> _WORK TO BE COMPLETED_: Write out each line exactly as it stands, please.

> _Excerpts of pointing data_:
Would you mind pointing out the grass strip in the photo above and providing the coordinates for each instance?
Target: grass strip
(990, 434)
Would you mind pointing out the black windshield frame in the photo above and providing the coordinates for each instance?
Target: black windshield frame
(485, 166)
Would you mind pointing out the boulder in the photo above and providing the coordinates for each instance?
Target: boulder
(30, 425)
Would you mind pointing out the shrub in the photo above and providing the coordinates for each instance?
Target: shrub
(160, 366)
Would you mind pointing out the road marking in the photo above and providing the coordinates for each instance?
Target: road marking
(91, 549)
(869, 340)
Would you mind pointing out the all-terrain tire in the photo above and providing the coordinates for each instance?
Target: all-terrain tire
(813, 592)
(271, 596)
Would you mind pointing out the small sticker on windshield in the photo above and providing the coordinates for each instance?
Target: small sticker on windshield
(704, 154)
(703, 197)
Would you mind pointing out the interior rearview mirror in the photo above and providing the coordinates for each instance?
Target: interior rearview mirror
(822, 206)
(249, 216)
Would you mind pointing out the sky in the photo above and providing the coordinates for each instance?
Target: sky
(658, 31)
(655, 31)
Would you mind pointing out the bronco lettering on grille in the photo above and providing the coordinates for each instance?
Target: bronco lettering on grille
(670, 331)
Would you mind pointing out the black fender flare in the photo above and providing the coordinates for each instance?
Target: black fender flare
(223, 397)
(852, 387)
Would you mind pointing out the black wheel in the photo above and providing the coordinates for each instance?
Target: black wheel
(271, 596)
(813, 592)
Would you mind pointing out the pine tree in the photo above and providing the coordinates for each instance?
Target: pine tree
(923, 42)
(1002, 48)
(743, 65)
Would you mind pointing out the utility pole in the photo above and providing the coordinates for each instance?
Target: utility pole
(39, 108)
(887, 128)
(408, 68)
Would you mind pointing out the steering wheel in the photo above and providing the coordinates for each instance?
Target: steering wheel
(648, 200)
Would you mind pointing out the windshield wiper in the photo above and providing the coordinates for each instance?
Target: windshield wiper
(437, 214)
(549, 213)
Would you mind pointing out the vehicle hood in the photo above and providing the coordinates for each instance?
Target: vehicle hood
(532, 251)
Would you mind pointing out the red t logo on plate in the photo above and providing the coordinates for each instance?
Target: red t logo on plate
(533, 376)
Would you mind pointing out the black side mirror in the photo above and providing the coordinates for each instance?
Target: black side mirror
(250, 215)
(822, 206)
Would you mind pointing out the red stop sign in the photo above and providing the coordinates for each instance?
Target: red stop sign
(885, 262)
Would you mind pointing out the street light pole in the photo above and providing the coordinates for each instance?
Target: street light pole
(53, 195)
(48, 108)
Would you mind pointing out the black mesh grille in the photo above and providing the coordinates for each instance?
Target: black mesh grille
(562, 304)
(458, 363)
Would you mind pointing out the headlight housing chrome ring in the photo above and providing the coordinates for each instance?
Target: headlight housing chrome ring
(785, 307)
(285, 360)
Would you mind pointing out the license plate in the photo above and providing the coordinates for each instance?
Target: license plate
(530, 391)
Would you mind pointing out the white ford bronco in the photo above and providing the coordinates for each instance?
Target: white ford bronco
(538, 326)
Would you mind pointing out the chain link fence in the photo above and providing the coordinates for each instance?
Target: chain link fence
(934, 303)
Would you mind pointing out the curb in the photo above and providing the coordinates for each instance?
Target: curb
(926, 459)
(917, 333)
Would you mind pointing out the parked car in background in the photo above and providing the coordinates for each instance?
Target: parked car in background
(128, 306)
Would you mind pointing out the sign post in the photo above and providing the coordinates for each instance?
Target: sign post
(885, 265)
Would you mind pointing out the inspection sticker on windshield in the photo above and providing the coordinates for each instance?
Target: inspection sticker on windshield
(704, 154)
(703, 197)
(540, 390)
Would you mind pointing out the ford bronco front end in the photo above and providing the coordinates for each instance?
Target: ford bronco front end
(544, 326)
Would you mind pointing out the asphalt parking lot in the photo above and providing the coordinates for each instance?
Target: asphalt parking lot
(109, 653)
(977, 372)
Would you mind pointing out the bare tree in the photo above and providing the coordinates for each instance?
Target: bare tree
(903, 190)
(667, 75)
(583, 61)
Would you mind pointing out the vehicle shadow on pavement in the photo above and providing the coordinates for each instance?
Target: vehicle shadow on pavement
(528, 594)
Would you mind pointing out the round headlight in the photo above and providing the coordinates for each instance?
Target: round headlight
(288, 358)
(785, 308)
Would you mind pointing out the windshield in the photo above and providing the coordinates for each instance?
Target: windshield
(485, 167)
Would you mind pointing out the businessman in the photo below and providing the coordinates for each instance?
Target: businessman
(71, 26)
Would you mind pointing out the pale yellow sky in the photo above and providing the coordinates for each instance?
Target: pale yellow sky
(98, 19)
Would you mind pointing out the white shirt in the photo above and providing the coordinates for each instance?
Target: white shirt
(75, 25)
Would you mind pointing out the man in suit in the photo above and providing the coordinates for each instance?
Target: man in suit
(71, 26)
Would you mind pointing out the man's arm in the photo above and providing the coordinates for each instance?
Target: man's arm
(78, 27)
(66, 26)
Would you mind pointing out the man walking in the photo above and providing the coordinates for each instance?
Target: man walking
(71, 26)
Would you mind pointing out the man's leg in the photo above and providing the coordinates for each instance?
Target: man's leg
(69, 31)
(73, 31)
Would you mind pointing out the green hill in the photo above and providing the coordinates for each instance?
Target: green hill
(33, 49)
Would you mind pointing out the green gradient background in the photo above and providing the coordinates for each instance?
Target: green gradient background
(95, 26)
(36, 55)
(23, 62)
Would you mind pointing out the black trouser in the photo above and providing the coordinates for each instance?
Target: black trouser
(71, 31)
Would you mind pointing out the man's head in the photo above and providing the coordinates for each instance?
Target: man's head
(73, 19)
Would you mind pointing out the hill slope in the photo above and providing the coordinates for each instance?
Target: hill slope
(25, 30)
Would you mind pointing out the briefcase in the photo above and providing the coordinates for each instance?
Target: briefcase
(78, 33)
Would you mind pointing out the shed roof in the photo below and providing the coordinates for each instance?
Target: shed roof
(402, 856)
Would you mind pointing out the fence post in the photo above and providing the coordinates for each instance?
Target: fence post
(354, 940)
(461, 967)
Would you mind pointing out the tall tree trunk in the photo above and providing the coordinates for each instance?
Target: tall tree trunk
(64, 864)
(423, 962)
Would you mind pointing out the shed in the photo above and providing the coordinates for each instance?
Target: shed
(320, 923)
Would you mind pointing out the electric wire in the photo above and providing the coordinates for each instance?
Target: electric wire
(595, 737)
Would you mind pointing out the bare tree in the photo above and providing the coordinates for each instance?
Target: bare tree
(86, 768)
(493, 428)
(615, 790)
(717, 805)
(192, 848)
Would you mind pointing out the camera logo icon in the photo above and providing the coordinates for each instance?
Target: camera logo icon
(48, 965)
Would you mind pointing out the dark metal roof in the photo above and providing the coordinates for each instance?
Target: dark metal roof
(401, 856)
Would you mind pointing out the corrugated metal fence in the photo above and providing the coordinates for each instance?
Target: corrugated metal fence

> _COMPLETED TASK_:
Would you mind pointing out the grass strip in the photo above and providing the coordinates for each instance?
Target: grass strip
(990, 434)
Would you mind pointing out the black windshield frame in the photo above and providing the coordinates for each instance?
Target: black windshield frame
(485, 166)
Would you mind pointing out the boulder in the photo above and providing the coordinates for each instance?
Target: boulder
(30, 425)
Would you mind pointing out the shrub in the photo above and providing the coordinates for each instance?
Target: shrub
(160, 366)
Would you mind pointing out the road marking in the photo above and providing the coordinates for each instance?
Target: road marking
(91, 549)
(869, 340)
Would you mind pointing out the all-terrain tire in the photo above and providing the coordinates for each instance?
Target: all-terrain tire
(813, 592)
(271, 596)
Would you mind pointing out the small sticker on windshield in the photo above and providing the coordinates for each instance?
Target: small sticker on windshield
(704, 154)
(703, 197)
Would you mind pointing out the interior rearview mirror in the photo above and providing the coordinates for each instance?
Target: interior rearview mirror
(822, 206)
(249, 216)
Would you mind pointing out the sky in the photo above and providing the coordinates for each instance?
Target: sky
(658, 31)
(655, 31)
Would you mind pointing out the bronco lettering on grille in the photo above and providing the coordinates for each instance?
Target: bronco lettering on grille
(670, 331)
Would you mind pointing out the black fender flare in the photo above and providing the coordinates for each instance?
Target: black fender flare
(223, 397)
(852, 387)
Would you mind pointing out the black wheel in the photo above and providing the coordinates for each instance?
Target: black wheel
(271, 596)
(813, 592)
Would you mind pointing out the pine tree in the photo above and providing the coordinates for each instance?
Target: pine tree
(923, 42)
(1002, 48)
(743, 65)
Would you mind pointing out the utility pole in the photo above and providing the coordinates for each instance?
Target: utility pole
(39, 108)
(887, 128)
(408, 68)
Would you mind pointing out the steering wheel in the photo above and providing the coordinates for each instance?
Target: steering wheel
(648, 200)
Would you mind pointing out the windshield wiper in the photo above and providing the coordinates for each instance?
Target: windshield wiper
(437, 214)
(549, 213)
Would you mind pointing out the vehicle hood in the photo above and providing the coordinates for each instance?
Target: vehicle hood
(532, 251)
Would you mind pointing out the red t logo on plate in the photo above and providing the coordinates for each instance?
Target: red t logo on plate
(533, 376)
Would you mind pointing out the black side mirror in the photo above and providing the coordinates for each instance?
Target: black side mirror
(250, 215)
(822, 206)
Would you mind pointing out the red stop sign in the photo above and providing the coordinates for each instance?
Target: red stop sign
(885, 262)
Would you mind pointing out the street light pole in the photo above and providing the coordinates for each instance?
Target: street light pole
(53, 195)
(48, 108)
Would you mind pointing out the black mesh grille in the photo above and providing the coordinates for each instance?
Target: black mesh grille
(562, 304)
(458, 363)
Would you mind pointing out the headlight housing chrome ring in the photo above and providing the coordinates for each instance?
Target: headlight housing chrome ring
(785, 307)
(285, 360)
Would you mind pointing out the license plate in the photo above and providing the coordinates for each instance?
Target: license plate
(530, 391)
Would you mind pointing out the white ford bronco in the photo above and providing the coordinates for each instance?
Target: white ford bronco
(538, 326)
Would you mind pointing out the chain link fence in the photo above and providing the coordinates for each instance?
Target: chain link fence
(934, 303)
Would you mind pointing out the curb in the photo above and providing the coordinates for each instance?
Target: curb
(926, 459)
(917, 333)
Would you mind pointing out the parked car in background in the photo above and providing the coordinates for each instance?
Target: parked car in background
(128, 306)
Would you mind pointing out the sign post in the photo above and providing the coordinates for each instance?
Target: sign post
(885, 265)
Would you mind pointing out the inspection sticker on windshield in the photo above and providing the coordinates for each instance?
Target: inspection sticker on windshield
(704, 154)
(703, 197)
(540, 390)
Would you mind pointing out the ford bronco front end in the photo above and providing the coordinates for each instance?
Target: ford bronco front end
(544, 326)
Would you mind pointing out the asphalt parking lot in the photo above and providing the coordinates for each instance?
Target: asphalt parking lot
(109, 653)
(977, 372)
Would you mind pointing out the bare tree in the photo above and providing the coordinates for each instance?
Target: bare tree
(903, 190)
(667, 75)
(583, 61)
Would you mind pointing out the vehicle shadow on pavement in the photo above and providing the coordinates for each instance?
Target: vehicle shadow on pavement
(528, 594)
Would you mind pointing out the round headlight in the photo above and providing the coordinates for each instance?
Target: round headlight
(288, 358)
(785, 308)
Would you mind pointing out the windshield in the photo above and providing the coordinates for each instance?
Target: windshield
(485, 167)
Would you mind pointing out the businessman in the photo below and providing the coordinates for each instance?
Target: businessman
(71, 26)
Would you mind pointing out the pale yellow sky in the photo above and providing the coordinates for each instance?
Target: pale yellow sky
(98, 19)
Would you mind pointing out the white shirt in the photo above and providing the coordinates for each instance?
Target: white shirt
(75, 25)
Would you mind pointing out the man in suit in the photo above and providing the coordinates for each instance?
Target: man in suit
(71, 26)
Would you mind pointing out the man's arm in the photo above and providing the coordinates for each instance?
Target: man's arm
(78, 27)
(66, 26)
Would you mind pointing out the man walking in the photo above and providing the coordinates for each instance?
Target: man walking
(71, 26)
Would you mind pointing out the man's leg in the photo above and providing the coordinates for each instance?
Target: man's leg
(69, 31)
(73, 31)
Would you mind pointing out the green hill in the photo above and providing the coordinates for each instance?
Target: green hill
(33, 49)
Would you mind pointing out the green gradient background in the photo above and providing the coordinates for each instance?
Target: green gradient background
(95, 26)
(36, 55)
(23, 62)
Would you mind pointing out the black trouser in the photo above and providing the coordinates for each instance?
Target: black trouser
(71, 31)
Would you mind pointing out the man's head in the photo above and providing the coordinates for each instance?
Target: man's head
(73, 19)
Would you mind pointing out the hill slope in the photo above and providing the coordinates for each instance?
Target: hill slope
(25, 30)
Would you mind pointing out the briefcase in the photo above and providing the coordinates for each instance?
Target: briefcase
(78, 33)
Would you mind pointing out the shed roof in the photo below and providing the coordinates for each instance?
Target: shed roof
(402, 856)
Would you mind pointing out the fence post in the photo above and providing the coordinates for each instance?
Target: fence post
(354, 940)
(461, 967)
Would you mind pointing out the tall tree trunk in the photo above and providing the coordinates for each instance?
Target: tall tree trunk
(64, 864)
(423, 962)
Would you mind pointing out the shed in the photo above and providing the coordinates for each instance?
Target: shed
(320, 923)
Would you mind pointing out the electric wire in the photo above and providing the coordinates for each instance?
Target: electric wire
(595, 737)
Would you mind pointing out the bare tree in the photo above and providing the coordinates for each instance?
Target: bare tree
(86, 768)
(493, 428)
(615, 790)
(717, 805)
(192, 848)
Would you mind pointing out the camera logo icon in the photo above and providing the coordinates for each instance?
Target: camera logo icon
(48, 965)
Would you mind pointing out the dark metal roof in the photo above and providing the coordinates for each instance?
Target: dark metal roof
(401, 856)
Would you mind pointing out the corrugated metal fence in the photo above and providing the coordinates for each instance?
Target: corrugated metal fence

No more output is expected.